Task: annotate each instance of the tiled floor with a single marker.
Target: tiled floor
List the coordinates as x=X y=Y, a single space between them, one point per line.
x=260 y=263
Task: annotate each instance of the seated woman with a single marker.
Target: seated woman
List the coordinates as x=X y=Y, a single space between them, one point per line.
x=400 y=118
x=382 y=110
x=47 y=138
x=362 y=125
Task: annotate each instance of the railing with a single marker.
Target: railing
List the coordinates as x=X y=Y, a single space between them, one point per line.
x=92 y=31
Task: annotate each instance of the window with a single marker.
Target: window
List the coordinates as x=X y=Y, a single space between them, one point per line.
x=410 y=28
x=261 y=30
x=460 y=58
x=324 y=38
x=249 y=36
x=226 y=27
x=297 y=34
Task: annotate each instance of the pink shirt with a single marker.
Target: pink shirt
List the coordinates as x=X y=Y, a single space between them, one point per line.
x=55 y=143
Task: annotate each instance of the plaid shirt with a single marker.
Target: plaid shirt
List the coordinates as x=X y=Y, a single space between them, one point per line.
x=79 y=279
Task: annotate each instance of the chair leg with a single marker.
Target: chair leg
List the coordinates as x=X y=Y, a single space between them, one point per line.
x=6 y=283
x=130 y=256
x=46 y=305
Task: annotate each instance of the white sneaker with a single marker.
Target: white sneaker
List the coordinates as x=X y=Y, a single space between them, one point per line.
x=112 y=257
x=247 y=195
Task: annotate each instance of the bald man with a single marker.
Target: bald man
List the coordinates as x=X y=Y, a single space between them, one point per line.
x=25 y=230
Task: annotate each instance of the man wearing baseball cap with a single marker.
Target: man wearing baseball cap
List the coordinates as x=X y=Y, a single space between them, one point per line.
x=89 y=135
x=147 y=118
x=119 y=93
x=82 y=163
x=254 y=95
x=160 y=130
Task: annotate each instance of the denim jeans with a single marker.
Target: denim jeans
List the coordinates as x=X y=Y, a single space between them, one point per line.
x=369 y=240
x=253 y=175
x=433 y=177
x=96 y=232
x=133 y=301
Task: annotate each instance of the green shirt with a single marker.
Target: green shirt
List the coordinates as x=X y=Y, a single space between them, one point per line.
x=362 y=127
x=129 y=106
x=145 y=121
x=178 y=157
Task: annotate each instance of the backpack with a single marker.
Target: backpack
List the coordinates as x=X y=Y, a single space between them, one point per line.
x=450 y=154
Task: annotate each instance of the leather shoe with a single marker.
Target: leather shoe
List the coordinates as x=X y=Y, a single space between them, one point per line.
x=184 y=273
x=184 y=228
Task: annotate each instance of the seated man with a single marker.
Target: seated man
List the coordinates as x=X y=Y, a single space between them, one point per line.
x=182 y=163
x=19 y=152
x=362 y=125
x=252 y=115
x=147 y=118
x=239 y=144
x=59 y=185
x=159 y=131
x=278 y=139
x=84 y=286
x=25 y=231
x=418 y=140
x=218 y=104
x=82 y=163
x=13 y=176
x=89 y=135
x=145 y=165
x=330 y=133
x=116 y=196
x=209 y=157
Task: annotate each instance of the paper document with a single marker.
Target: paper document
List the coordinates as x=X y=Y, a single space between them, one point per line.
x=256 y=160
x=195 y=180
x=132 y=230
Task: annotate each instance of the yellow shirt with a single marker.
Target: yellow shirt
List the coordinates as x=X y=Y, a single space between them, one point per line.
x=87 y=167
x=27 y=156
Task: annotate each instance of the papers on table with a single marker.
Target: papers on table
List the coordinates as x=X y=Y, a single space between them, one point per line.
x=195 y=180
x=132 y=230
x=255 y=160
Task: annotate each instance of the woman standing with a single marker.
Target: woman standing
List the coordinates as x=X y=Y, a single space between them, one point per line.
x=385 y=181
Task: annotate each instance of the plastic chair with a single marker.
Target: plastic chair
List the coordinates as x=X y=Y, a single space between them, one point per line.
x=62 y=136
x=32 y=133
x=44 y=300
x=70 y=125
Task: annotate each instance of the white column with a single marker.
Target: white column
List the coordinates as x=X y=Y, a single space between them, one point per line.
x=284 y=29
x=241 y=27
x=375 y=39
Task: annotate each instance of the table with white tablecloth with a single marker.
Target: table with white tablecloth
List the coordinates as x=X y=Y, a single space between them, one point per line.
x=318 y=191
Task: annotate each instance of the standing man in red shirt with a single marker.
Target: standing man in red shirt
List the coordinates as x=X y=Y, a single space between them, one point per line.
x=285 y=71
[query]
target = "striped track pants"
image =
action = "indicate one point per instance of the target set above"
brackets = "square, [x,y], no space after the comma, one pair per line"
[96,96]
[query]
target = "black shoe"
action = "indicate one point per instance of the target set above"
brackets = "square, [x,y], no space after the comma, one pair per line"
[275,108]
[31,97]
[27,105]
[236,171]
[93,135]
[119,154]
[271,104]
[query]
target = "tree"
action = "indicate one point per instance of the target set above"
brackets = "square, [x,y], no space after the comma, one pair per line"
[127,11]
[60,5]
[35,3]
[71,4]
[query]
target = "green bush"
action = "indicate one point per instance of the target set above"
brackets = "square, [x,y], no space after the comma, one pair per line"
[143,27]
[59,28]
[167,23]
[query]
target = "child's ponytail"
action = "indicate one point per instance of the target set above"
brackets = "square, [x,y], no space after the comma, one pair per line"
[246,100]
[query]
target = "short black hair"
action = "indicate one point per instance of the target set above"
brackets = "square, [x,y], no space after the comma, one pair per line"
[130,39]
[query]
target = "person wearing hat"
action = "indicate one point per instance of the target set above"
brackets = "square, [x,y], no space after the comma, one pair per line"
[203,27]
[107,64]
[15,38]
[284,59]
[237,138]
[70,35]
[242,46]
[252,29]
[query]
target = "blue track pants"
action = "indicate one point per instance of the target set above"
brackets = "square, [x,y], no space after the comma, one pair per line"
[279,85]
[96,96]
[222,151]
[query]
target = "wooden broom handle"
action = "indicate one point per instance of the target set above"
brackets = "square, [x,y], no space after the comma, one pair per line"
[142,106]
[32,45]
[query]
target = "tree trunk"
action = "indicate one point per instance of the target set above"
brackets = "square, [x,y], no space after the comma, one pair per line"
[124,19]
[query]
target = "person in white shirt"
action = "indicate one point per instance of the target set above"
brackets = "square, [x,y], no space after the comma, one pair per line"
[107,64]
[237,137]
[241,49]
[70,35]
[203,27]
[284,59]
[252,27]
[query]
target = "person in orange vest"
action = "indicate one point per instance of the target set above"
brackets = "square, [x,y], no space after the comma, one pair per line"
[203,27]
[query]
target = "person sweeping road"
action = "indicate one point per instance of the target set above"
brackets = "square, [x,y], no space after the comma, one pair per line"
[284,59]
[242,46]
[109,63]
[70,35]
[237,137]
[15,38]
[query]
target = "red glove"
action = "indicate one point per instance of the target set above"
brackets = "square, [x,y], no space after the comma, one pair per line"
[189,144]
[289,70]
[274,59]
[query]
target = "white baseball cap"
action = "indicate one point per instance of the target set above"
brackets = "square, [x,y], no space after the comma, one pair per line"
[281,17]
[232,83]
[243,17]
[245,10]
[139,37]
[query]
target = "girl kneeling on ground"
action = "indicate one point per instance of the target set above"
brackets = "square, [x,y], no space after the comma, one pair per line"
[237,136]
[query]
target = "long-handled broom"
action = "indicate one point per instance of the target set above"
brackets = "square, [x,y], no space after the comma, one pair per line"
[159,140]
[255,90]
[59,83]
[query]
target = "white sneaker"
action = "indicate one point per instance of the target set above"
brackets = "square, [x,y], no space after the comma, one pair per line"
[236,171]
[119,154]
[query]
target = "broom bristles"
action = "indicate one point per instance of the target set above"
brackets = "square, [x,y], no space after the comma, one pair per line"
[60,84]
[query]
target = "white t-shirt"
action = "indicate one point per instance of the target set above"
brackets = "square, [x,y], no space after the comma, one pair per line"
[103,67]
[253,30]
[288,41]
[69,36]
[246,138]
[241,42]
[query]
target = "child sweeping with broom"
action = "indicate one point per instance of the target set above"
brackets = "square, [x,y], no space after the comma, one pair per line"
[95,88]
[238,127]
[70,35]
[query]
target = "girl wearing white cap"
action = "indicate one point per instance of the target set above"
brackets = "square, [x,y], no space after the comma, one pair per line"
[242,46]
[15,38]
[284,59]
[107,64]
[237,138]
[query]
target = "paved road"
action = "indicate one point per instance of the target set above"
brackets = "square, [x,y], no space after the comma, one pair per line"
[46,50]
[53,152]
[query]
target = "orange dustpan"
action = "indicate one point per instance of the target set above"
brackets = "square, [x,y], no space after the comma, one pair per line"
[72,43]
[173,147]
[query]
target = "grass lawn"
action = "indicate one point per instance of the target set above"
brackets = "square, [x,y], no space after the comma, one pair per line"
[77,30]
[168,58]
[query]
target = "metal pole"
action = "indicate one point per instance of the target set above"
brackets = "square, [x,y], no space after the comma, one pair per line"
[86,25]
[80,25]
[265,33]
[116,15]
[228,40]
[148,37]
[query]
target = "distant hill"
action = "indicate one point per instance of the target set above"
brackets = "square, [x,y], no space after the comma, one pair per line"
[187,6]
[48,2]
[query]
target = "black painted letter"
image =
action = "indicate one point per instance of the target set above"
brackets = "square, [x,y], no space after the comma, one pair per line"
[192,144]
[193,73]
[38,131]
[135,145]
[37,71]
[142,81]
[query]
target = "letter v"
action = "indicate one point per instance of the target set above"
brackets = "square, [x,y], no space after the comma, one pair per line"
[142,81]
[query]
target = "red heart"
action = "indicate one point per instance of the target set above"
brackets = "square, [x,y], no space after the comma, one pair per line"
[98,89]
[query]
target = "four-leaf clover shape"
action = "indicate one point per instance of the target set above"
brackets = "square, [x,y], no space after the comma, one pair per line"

Your objective -
Across the listing above, report every line where "road" occurs.

Response for this exercise -
target = "person sweeping road"
target = "paved road"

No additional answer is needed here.